## Data records
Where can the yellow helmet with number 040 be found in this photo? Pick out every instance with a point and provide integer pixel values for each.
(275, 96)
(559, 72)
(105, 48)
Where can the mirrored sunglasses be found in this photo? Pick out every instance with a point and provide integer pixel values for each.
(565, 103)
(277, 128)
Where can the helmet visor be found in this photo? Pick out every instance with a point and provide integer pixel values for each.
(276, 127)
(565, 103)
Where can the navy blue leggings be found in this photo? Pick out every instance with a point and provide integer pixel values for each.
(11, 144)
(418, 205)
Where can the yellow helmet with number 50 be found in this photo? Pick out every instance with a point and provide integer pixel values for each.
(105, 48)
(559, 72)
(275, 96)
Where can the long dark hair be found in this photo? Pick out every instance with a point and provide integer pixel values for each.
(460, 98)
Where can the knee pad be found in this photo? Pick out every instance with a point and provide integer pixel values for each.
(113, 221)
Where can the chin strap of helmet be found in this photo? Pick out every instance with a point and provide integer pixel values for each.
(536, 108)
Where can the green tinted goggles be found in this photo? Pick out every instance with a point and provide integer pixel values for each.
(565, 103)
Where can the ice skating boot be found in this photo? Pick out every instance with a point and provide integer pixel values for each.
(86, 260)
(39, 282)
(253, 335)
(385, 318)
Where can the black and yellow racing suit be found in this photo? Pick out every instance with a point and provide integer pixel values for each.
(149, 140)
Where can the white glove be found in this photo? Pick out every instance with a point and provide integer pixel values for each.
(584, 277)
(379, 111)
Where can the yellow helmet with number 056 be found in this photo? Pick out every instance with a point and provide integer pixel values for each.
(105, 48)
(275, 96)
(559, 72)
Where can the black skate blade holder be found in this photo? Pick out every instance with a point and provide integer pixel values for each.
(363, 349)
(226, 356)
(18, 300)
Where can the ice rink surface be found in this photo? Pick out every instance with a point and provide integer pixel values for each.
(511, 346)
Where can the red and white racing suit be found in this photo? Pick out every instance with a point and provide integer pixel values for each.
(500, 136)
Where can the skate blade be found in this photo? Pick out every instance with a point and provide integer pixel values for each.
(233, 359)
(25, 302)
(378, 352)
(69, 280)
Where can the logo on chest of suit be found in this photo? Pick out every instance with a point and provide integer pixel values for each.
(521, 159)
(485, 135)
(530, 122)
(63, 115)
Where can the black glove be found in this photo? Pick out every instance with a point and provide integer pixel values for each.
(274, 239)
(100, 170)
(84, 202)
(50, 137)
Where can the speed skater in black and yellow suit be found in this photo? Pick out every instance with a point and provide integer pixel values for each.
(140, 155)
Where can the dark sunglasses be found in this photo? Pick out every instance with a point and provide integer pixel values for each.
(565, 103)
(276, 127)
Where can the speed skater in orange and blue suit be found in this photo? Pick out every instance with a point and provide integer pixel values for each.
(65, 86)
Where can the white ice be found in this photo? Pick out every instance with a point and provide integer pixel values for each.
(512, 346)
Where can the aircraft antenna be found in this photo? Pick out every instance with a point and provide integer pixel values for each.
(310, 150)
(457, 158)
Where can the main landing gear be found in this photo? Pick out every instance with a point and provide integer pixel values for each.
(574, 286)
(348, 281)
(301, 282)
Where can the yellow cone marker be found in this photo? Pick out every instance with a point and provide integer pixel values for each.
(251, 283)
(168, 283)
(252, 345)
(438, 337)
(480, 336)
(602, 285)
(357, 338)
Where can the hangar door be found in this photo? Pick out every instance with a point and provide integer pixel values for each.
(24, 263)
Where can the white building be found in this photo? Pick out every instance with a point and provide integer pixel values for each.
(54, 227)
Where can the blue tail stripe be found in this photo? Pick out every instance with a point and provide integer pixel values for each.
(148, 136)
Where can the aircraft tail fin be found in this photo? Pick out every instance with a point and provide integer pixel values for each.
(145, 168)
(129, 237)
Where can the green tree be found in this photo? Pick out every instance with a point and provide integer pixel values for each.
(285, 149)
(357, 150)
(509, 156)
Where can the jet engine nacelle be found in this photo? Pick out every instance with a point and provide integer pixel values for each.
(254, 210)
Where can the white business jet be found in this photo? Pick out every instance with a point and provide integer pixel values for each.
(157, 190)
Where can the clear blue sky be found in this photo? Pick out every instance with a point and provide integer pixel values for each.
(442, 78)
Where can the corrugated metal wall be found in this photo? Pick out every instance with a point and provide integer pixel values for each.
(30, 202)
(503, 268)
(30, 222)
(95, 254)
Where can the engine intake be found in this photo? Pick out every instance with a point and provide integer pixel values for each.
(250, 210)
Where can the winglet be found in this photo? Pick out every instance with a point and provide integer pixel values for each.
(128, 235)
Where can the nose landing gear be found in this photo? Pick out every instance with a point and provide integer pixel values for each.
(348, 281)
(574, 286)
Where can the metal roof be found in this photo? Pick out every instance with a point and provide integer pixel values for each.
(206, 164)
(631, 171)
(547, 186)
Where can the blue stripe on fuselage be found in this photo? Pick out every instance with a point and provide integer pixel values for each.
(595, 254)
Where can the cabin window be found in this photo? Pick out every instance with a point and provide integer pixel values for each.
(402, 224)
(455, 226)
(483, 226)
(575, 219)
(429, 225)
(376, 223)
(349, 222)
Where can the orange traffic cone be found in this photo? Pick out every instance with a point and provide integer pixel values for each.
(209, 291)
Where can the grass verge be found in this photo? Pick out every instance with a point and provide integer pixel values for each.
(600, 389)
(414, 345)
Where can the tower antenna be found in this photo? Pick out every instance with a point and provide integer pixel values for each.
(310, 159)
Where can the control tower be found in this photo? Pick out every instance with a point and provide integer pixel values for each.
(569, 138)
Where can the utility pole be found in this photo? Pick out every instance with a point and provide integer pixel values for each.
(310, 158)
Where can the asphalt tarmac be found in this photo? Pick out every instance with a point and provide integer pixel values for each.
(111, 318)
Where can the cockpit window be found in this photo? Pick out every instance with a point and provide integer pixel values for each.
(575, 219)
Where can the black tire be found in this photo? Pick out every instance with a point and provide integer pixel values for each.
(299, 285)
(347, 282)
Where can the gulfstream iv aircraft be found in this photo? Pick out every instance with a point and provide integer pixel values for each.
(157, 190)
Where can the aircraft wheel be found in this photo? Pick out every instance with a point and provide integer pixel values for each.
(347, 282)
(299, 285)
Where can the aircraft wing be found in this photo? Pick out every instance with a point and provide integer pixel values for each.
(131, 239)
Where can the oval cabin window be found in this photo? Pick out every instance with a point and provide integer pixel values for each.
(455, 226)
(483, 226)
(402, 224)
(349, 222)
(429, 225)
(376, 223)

## Task to complete
Return the records above verbatim, in their entirety.

## Task response
Where can the yellow helmet with number 040 be found in this photo? Pick out every instance with a point and provide integer pixel values for each.
(275, 96)
(559, 72)
(105, 48)
Where can the mirrored sunglasses be found in this photo? Pick out every instance with a point and provide integer pixel values for each.
(565, 103)
(277, 128)
Where can the helmet visor be found in this photo? Pick out every instance with a point and provide integer pixel values for each.
(276, 127)
(565, 103)
Where can the navy blue leggings be found in this photo? Pick out every instance with a point and provide integer pixel values for each.
(11, 144)
(418, 205)
Where can the yellow helmet with number 50 be found in this photo? Pick out every instance with a point and provide integer pixel values for each.
(105, 48)
(559, 72)
(275, 96)
Where can the long dark hair be found in this photo? Pick out every instance with a point and provide integer pixel values for each.
(460, 98)
Where can the knee pad be found in this photo? Pick out every instance with a point and provide integer pixel values for each.
(113, 221)
Where can the chin strap of helmet be found in this photo? Pick out every instance with a point and provide integer pixel values for each.
(536, 108)
Where can the green tinted goggles be found in this photo? Pick out every instance with a point and provide integer pixel values for each.
(565, 103)
Where can the ice skating boot be found in this photo? Pick out every instance with a point and provide integer pixel values for each.
(86, 260)
(39, 282)
(253, 335)
(385, 318)
Where can the black and yellow racing suit be found in this photo? Pick out every instance with a point and provide integer pixel values for each.
(149, 140)
Where can the white glove be found in this photo? Pick out every instance with a point and provide integer pixel values for each.
(584, 277)
(379, 111)
Where can the yellow helmet with number 056 be found in this photo? Pick out every instance with a point and provide integer pixel values for each.
(105, 48)
(275, 96)
(559, 72)
Where can the black skate blade holder be found in this photo? Pick out every instance with a point and provide integer pixel values for each.
(363, 349)
(226, 356)
(18, 300)
Where can the ice rink surface be found in this photo? Pick out every instance with a point and provide integer pixel values for each.
(511, 346)
Where can the red and white racing suit be found in this photo? Pick out every instance with a point and provide integer pixel values for each.
(500, 136)
Where can the skate blade be found in this photo? Pick out every instance with a point and provide integer pixel values for each.
(233, 359)
(25, 302)
(378, 352)
(69, 280)
Where can the logo on chest of suit be found in this photo? Pick out every instance with a point and provide integer pixel values for each.
(521, 159)
(485, 135)
(530, 122)
(63, 115)
Where can the black glove be found in this photo? Pick out every instance with a point and provide integer pixel values for each.
(274, 239)
(100, 170)
(84, 202)
(50, 137)
Where can the speed skater in black and yellow suit be found in this photo? Pick out every instance with a point and provide integer pixel values for each.
(140, 155)
Where can the dark sunglasses be found in this photo? Pick out every instance with a point and provide integer pixel values for each.
(565, 103)
(276, 127)
Where can the speed skater in orange and blue suit be found in this photo? Pick out every instance with a point and provide integer pixel values for each.
(65, 86)
Where can the white ice be found in this photo? Pick out every instance with a point and provide integer pixel values for each.
(512, 346)
Where can the aircraft antenna be found in this photo? Pick out every instance with a point and provide integer pixel values for each.
(310, 150)
(457, 158)
Where can the main landing gear be found in this photo? Pick out every instance with a point and provide integer pixel values for each.
(574, 286)
(348, 281)
(301, 282)
Where can the yellow cone marker be found in this photo? Pick out every instance with a point and provide integer pixel values for each.
(251, 283)
(168, 283)
(252, 345)
(438, 337)
(480, 336)
(602, 285)
(357, 338)
Where can the hangar door be found in this photo? Pick out every instance with a point and provide integer pixel values for each.
(24, 263)
Where can the white building be found in this photo? Pick out every instance with a point and provide integer pixel values for each.
(54, 227)
Where can the blue tail stripe be found in this photo? Pick out every instance with a point and provide integer pixel values for each.
(148, 136)
Where can the aircraft tail fin be found in this photo? Pick out every instance with a point and provide integer pixel values for each.
(145, 168)
(129, 237)
Where can the green tree be found in this photo? Pick out every instance with a point and provide integer pixel values for each.
(285, 149)
(357, 150)
(509, 156)
Where can the jet engine nacelle be found in this photo? Pick out every instance with a point and provide integer pixel values for each.
(254, 210)
Where can the white business jet be found in this photo? Pick out every instance with a point and provide integer pixel values for each.
(157, 190)
Where can the clear blue sky be found in this photo? Pick out every instance with a point and provide integer pixel values for each.
(442, 78)
Where can the corrugated metal wall be found in this photo? Pick out every instance with a point and provide integer pixel values for each.
(30, 202)
(503, 268)
(30, 222)
(95, 254)
Where can the engine intake be found in this photo? Pick out every instance with a point and provide integer pixel values for each.
(250, 210)
Where can the winglet be found in this photo? Pick out every instance with a point and provide integer pixel values for each.
(128, 235)
Where can the nose landing gear be found in this photo? Pick out every instance with a point and provide integer pixel values for each.
(348, 281)
(574, 286)
Where can the metal roof be found in this photo? Pick out every instance with a point and provide integer pixel values for each.
(206, 164)
(631, 171)
(547, 186)
Where can the blue stripe on fuselage be found in this photo? Pick out every instance with a point and provide integer pixel values for each.
(595, 254)
Where can the cabin window be found in this photo? Pick out every instance with a point and provide integer pixel values for each.
(402, 224)
(455, 226)
(483, 226)
(575, 219)
(429, 225)
(376, 223)
(349, 222)
Where can the orange traffic cone be found in this photo? Pick out every instance with a point and provide integer pixel values for each.
(209, 291)
Where can the grass verge be found in this photo? Pick out every instance with a point and provide integer pixel values for each.
(600, 389)
(414, 345)
Where can the tower antenna be found in this photo? Pick out every instance with a point and provide integer pixel values for each.
(310, 159)
Where can the control tower be found in this photo? Pick out every instance with a point and provide integer pixel values for each.
(569, 138)
Where can the utility pole be found in this photo? Pick out every instance with a point and provide integer pixel values for each.
(310, 158)
Where can the asphalt tarmac be found in this photo? Pick out every instance with a point and provide integer pixel values for each.
(111, 318)
Where can the cockpit window be found in this photo? Pick out every instance with a point and provide integer pixel values for each.
(575, 219)
Where can the black tire be found in this photo? Pick out every instance with a point and provide integer pixel values for each.
(299, 285)
(347, 282)
Where can the gulfstream iv aircraft be found in this photo? Pick out every instance with a point and provide integer pixel values for each.
(157, 190)
Where can the aircraft wheel be found in this photo? Pick out every instance with a point and provide integer pixel values for each.
(347, 282)
(299, 285)
Where can the aircraft wing be found in this photo? Pick out every instance with a point and provide integer pixel values for each.
(131, 239)
Where can the oval cabin window be found in this photo? Pick out every instance with a point and provide integer pixel values for each.
(455, 226)
(483, 226)
(402, 224)
(349, 222)
(429, 225)
(376, 223)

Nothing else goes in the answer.